→ **Testo della pagina**
·····
Tra la fine del Primo
secolo e il Secondo si affermò l'episcopato monarchico e poi si formò un clero,
ispirato all’antico sacerdozio giudaico. Non c’era ancora ciò che
chiamiamo gerarchia. I proto-vescovi si federavano gli
uni contro gli altri. Maestri indipendenti generavano liberamente idee; atleti dello
spirito pontificavano dal deserto; c'era tanta effervescenza, vissuta in genere come confusione dai capi delle Chiese locali. I sinodi sorsero spontaneamente, convocati dai vescovi – capi
monarchici delle rispettive Chiese locali - con la partecipazione di
intellettuali dell’epoca, per cercare
intese più larghe: inutilmente in genere. Permanevano aspri dissensi. Volavano
anatemi e si è continuato così fino al Concilio Vaticano 1° (interrotto nel
1870), che fu l’ultimo di quelli che li lanciarono (I Concilio Vaticano 2° non
li formulò). Nel Quarto secolo tutto diventò una questione di stato, per
iniziativa di Costantino 1°, nel quadro di una spettacolare riforma che portò
il centro dell'impero romano a Bisanzio-Costantinopoli, in
Tracia, in ambiente ellenistico. L'idea: il potere dell'imperatore non più come
quello di un dio in una religione politeistica in cui gli dei non erano
onnipotenti, nascevano e morivano, ma come quello del vicario dell'unico
Dio onnipotente, Creatore del Cielo e della Terra. L'obiettivo del primo dei
Concili detti ecumenici, convocato dall’imperatore romano svoltosi a Nicea nel 325, fu, dal punto
di vista politico, quello di creare la cornice teologica per sacralizzare
quel potere supremo. Ha funzionato fino a metà Novecento. Da quella teologia
nacque la gerarchia, in un processo di accentramento
intorno all'imperatore. Gli storici ricordano che nel corso del fatale Quarto
secolo si creò un corso degli onori, una carriera, parallelo a quello
civile, i cui gerarchi esercitavano anche poteri pubblici. Era conveniente
seguire la via ecclesiastica, perché a) non si trattava di poteri a scadenza,
come quelli dei funzionari civili; b) non si aveva l'onere di raccogliere
tributi per l'imperatore; c)non si avevano quei problemi di celibato che poi
sorsero molto dopo. Un esempio di passaggio dalla carriera civile
a quella ecclesiastica fu quello di Ambrogio, a Milano.
La concezione teologica del Popolo di Dio accreditata
durante il Concilio Vaticano 2° si distaccò marcatamente da quel quadro.
Gli storici ricordano che nei documenti di quel Concilio si mantennero però
formule di compromesso per allargare i consensi. Ciononostante, i fondamenti
del potere della gerarchia furono piuttosto scossi. Dagli anni '80, con una
serie di provvedimenti del Papa regnante si cercò di tornare indietro.
·····
→ **Esercizio A**
Trascrivi dal testo sulla gerarchia ecclesiastica il passo compreso tra "Gli storici ricordano che nei" e "di tornare indietro.", estremi inclusi.
→ **Esercizio B**
Riprendi il testo sulla gerarchia ecclesiastica dal punto in cui termina e prosegui la trattazione.
Le righe riportate di seguito costituiscono materiale a sé, distinto dal testo sulla gerarchia ecclesiastica.

→ **Estratto di origine**
·····
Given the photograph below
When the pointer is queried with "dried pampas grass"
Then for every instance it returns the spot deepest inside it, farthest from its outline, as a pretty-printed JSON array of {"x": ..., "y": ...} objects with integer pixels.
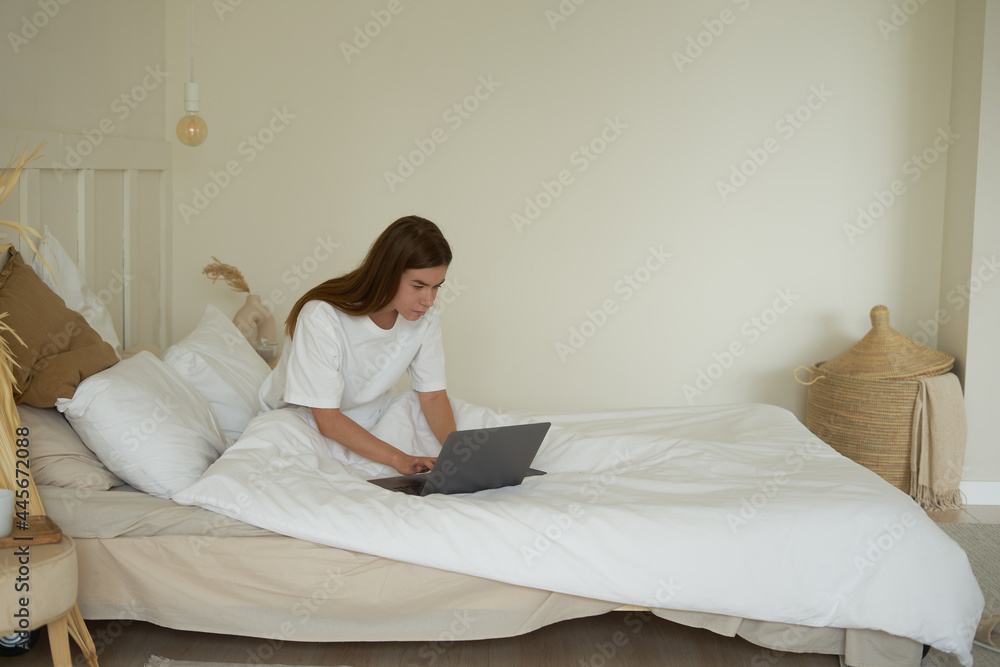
·····
→ **Risultato A**
Gli storici ricordano che nei documenti di quel Concilio si mantennero però
formule di compromesso per allargare i consensi. Ciononostante, i fondamenti
del potere della gerarchia furono piuttosto scossi. Dagli anni '80, con una
serie di provvedimenti del Papa regnante si cercò di tornare indietro.

→ **Risultato B**
In una Chiesa sinodale, come oggi si vorrebbe suscitare, quindi
anche con l’attiva partecipazione della gente non incatenata alla gerarchia quanto
a stato di vita, la gerarchia com’è
ora strutturata ed espressa è dissonante. Ne risulta coinvolto anche il Papato, che ancora viene
presentato in una cornice giuridica totalitaria. Questo della conciliazione tra
partecipazione larga e potere
gerarchico, se mai vi può essere, è
il centro della questione sulla sinodalità. Tutto il resto è
contorno. Una volta superato questo problema, non avrebbe più senso la
categoria di persona laica, perché tutta la gente di fede, a prescindere
dal ministero ecclesiale svolto, sarebbe libera di partecipare realmente
alla vita della Chiesa.
Ci sono due modi di risolvere la questione: dall'alto e dal
basso.
Dall'alto la via si presenta sbarrata, perché tutto il potere è della
gerarchia, che non appare disposta a rinunciarvi. Non accetta la
partecipazione, ma solo limitate forme di consulenza, e una cooperazione
meramente esecutiva di decisioni già prese. Qui la riforma è ostacolata dalle aspettative
personali di carriera, dai contrasti tra centri di potere per il controllo e
dal peso della gestione di un immane patrimonio.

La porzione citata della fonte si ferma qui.